** Document segment follows **

I started finding hints for this different sensibility above all in the stray comments of various jaded writers. Forster complained about the tyranny of stories and clearly seemed to prefer some very different aesthetic. Virginia Woolf wrote of Middlemarch that it was one of the very few books for “grown-up people.” Don DeLillo, in an interview, described himself in his formative writing years as drifting away from anything like the conventional literary scene, as being “a man in a room and feeling that there was something important about a man in a room.” Michel Houellebecq, in his Paris Review interview (one of my favorite pieces of literary criticism ever), said the following of his literary start:
There was only one value — a little reality, man! Show us the real world, the things that are happening now, anchored in the real life of people.For Houellebecq, that meant a very simple — and surprisingly untrammeled — path to great writing: take the lived-in truths that most people gloss over and write them down. He wanted to write about how a person’s ugliness — not any character failing or anything like that — would entirely exclude them from the dating market, and that became the genesis of Tisserand in Whatever and Bruno in Atomized. He wanted to write about how “entering the work force is like entering the grave….it’s obvious once you say it, but I wanted to say it,” and that became the driving plot line in Whatever — which Houellebecq describes as his concreted effort to make people “care about the lives of computer programmers.” (...)

** End of Document segment **
** Material supplied follows **

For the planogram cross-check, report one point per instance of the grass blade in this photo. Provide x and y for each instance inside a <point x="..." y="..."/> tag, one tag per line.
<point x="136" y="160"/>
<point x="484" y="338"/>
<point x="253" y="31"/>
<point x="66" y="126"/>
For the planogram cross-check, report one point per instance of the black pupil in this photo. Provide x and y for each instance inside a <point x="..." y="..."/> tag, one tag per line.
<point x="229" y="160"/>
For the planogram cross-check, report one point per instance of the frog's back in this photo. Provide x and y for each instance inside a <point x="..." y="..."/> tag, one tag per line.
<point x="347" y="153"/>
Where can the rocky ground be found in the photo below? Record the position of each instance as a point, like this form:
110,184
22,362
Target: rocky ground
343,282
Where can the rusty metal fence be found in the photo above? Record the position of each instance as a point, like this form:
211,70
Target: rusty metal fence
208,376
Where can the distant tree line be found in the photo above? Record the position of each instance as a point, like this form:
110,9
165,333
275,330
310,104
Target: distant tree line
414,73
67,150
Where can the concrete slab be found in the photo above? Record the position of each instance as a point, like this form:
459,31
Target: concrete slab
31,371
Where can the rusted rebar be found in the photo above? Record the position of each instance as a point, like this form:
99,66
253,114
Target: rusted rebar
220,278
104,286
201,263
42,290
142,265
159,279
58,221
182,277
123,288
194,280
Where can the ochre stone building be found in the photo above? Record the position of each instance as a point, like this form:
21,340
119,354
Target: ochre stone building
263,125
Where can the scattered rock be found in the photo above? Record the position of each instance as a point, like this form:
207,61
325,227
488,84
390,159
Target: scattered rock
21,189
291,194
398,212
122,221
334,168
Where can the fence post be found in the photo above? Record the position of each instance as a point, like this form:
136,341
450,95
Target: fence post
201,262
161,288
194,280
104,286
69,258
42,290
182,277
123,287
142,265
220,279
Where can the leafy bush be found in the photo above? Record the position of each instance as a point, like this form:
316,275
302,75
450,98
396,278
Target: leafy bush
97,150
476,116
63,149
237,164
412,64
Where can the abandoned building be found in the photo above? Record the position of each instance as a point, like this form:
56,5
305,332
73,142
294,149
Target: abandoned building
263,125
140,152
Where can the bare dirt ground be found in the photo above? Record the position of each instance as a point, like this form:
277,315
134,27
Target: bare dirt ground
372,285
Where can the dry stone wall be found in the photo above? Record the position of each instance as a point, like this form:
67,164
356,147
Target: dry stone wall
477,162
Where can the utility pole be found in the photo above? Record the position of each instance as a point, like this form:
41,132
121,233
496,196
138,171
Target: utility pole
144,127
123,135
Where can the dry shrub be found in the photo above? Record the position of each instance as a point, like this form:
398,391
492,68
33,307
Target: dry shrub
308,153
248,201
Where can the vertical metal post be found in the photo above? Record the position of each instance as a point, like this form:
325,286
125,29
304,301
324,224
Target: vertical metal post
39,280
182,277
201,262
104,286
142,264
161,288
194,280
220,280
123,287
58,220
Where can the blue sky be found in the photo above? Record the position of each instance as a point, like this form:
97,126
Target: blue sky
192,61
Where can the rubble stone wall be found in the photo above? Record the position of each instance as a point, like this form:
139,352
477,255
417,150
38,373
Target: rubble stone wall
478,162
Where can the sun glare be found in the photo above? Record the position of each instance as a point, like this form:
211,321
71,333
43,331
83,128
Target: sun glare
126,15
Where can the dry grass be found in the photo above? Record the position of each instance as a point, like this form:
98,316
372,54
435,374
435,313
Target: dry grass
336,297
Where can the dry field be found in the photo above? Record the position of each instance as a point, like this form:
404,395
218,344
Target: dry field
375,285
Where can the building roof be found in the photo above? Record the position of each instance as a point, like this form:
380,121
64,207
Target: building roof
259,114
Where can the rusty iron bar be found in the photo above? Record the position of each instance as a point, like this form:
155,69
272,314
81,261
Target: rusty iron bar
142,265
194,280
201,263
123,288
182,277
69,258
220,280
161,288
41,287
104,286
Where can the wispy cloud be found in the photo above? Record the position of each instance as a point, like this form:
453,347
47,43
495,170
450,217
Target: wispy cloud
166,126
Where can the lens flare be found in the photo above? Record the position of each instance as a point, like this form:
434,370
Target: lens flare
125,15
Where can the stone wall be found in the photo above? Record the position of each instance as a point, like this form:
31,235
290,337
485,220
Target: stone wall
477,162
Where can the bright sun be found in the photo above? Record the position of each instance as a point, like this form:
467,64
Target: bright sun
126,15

** End of Material supplied **

According to the excerpt on literary sensibility, what did Virginia Woolf write about Middlemarch?

She wrote that it was one of the very few books for "grown-up people."